### Problem requirements
Read the records and gather each line that includes "handrail".

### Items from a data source
-=-=-
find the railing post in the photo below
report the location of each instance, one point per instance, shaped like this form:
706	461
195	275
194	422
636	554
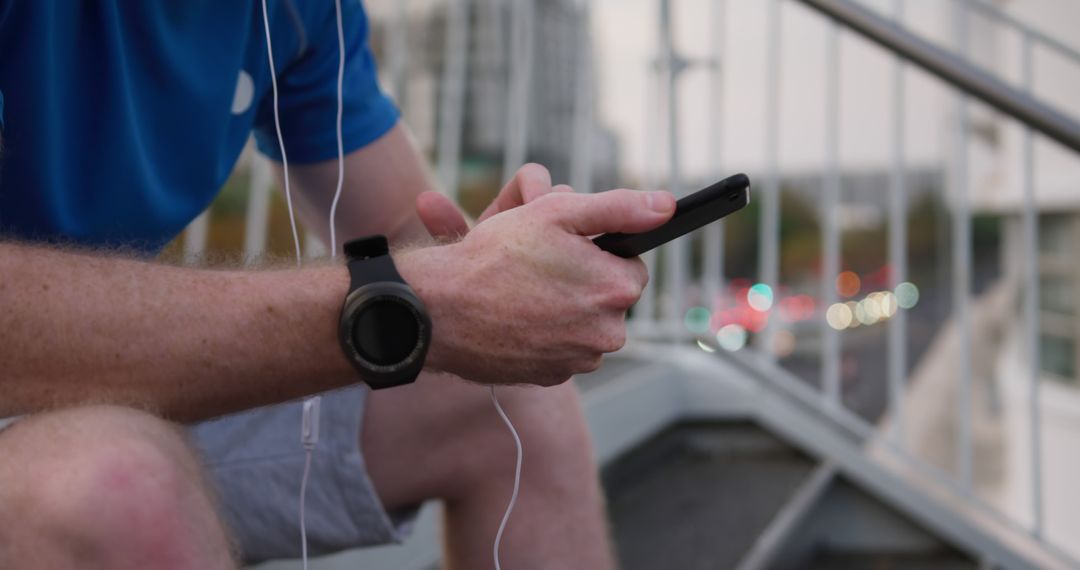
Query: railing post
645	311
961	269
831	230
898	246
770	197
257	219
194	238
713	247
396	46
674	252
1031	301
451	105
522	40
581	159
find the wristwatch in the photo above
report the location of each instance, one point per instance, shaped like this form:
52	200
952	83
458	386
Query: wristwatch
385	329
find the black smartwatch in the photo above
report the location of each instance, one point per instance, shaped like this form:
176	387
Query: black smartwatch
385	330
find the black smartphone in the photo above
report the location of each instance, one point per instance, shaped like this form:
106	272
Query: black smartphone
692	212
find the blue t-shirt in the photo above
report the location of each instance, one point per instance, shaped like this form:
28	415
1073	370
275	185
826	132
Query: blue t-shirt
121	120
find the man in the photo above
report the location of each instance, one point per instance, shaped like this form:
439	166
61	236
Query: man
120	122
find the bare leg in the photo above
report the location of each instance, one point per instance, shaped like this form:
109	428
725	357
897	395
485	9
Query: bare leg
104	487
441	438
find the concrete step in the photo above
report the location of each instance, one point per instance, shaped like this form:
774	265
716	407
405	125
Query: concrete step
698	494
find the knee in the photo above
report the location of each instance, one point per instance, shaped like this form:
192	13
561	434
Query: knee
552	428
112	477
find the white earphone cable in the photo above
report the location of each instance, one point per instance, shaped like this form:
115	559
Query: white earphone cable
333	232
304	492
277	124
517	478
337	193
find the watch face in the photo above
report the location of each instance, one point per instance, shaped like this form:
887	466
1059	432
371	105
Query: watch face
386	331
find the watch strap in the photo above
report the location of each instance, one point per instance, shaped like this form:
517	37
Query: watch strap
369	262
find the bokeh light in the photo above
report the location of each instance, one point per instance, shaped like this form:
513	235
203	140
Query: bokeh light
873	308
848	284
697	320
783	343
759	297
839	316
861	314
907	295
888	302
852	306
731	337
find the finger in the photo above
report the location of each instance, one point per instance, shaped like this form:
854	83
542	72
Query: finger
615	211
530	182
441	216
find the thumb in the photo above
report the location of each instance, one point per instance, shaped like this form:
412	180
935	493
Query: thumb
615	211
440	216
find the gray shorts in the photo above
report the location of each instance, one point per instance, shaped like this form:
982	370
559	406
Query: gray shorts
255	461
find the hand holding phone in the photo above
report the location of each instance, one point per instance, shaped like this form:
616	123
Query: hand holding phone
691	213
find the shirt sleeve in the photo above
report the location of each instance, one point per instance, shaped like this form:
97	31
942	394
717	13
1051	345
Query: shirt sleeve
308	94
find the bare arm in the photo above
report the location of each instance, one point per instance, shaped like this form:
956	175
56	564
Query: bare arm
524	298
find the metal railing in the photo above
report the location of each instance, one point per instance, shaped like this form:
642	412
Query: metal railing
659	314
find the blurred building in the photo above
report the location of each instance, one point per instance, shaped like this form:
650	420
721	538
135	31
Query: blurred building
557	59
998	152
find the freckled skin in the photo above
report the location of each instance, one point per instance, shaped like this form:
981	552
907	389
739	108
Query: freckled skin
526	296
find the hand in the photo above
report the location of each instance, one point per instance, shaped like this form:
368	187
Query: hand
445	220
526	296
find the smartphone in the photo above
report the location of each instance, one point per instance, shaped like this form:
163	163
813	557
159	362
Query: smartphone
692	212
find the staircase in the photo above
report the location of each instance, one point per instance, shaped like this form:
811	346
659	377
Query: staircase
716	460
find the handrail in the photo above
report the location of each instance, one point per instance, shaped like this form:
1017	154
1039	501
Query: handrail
-=-=-
### Solution to the exercise
find the handrail in the photo above
Query: handrail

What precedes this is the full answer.